WHAT NEEDS TO BE DONE. According to the patent background, what can laser surgery cause?

FIELD OF THE INVENTION
- BACKGROUND OF THE INVENTION
This invention relates to electrosurgical methods and apparatus for removing tissue from a target site of a patient.
Microdebriders have been widely utilized in the field of otolaryngology. A microdebrider is generally a powered rotary shaving device with continuous suction often used during endoscopic sinus surgery. Typical microdebriders include a cannula or tube, connected to a hand piece, which in turn is connected to a motor with a foot control and a suction device. Microdebriders have been used in performing surgical procedures, such as partial tonsillectomies, by partially shaving the tonsils. This procedure entails eliminating the obstructive portion of the tonsil while preserving the tensile capsule. A partial tonsillectomy results in less post-operative pain, a more rapid recovery, and perhaps fewer delayed complications than a full tonsillectomy. One example of the microdebrider is the XPS 3000 System manufactured by Medtronics/Xomed (Medtronics USA, Inc., Jacksonville Fla.) (see references 1-5).
Microdebriders are useful in performing tonsillectomy, in part because the surgeon can see the tonsils while performing the tonsillectomy. Unfortunately, a surgeon can not readily remove tissue from further down in the airway (e.g., the distill airway) because the tissue desired for removal can not be seen simply by looking into the mouth. Accordingly, surgeons use an optical device (e.g., a telescope) with a diode or light source to enable the surgeon to see farther down the airway. However, the use of the microdebrider is limited to areas visible to a surgeon performing the operation, such as for example tonsillectomy and adenoidectomy. Moreover, it is cumbersome to hold the optical device and microdebrider while performing surgery.
U.S. Pat. No. 6,589,237, to Woloszko et al discloses electrosurgical methods and an apparatus for removing tissue from a target site of a patient. An electrosurgical suction apparatus disclosed in the patent includes an aspiration channel in communication with a distal aspiration port, and an electrode support having a plurality of active electrodes disposed thereon, the plurality of active electrodes spanning the aspiration port. Each of the plurality of active electrodes is adapted for removing tissue from a target site to form low molecular weight ablation by-products. Each of the plurality of active electrodes is also adapted for digesting resected tissue fragments to yield low molecular weight ablation by-products. Ablation by-products and resected tissue fragments are readily removed from the target site via an aspiration stream flowing proximally through the aspiration channel. In one embodiment, each of a plurality of active electrodes protrude in different directions from a beveled treatment surface of the electrode support, and each of the plurality of active electrodes extend from the beveled treatment surface by substantially the same orthogonal distance.
The prior art procedure for the removal of papilomas includes laser surgery. Unfortunately, laser surgery can cause scarring of the vocal folds.

EXTRACTED RECORDS.
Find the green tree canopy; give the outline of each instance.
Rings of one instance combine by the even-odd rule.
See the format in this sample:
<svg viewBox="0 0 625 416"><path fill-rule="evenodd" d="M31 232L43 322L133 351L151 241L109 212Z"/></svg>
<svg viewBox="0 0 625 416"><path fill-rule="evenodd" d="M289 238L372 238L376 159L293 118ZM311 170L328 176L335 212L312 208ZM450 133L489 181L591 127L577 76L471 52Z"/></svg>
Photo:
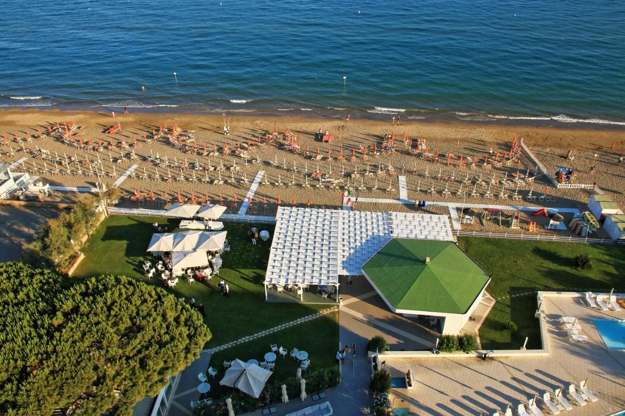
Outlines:
<svg viewBox="0 0 625 416"><path fill-rule="evenodd" d="M200 314L161 289L0 263L0 414L123 413L209 339Z"/></svg>

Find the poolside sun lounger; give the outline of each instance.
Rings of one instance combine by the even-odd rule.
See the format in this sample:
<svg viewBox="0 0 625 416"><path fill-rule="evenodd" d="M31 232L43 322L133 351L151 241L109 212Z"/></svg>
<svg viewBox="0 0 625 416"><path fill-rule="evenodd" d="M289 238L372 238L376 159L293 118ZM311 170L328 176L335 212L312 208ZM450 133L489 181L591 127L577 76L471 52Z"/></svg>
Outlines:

RESPONSE. Scarring of the vocal folds.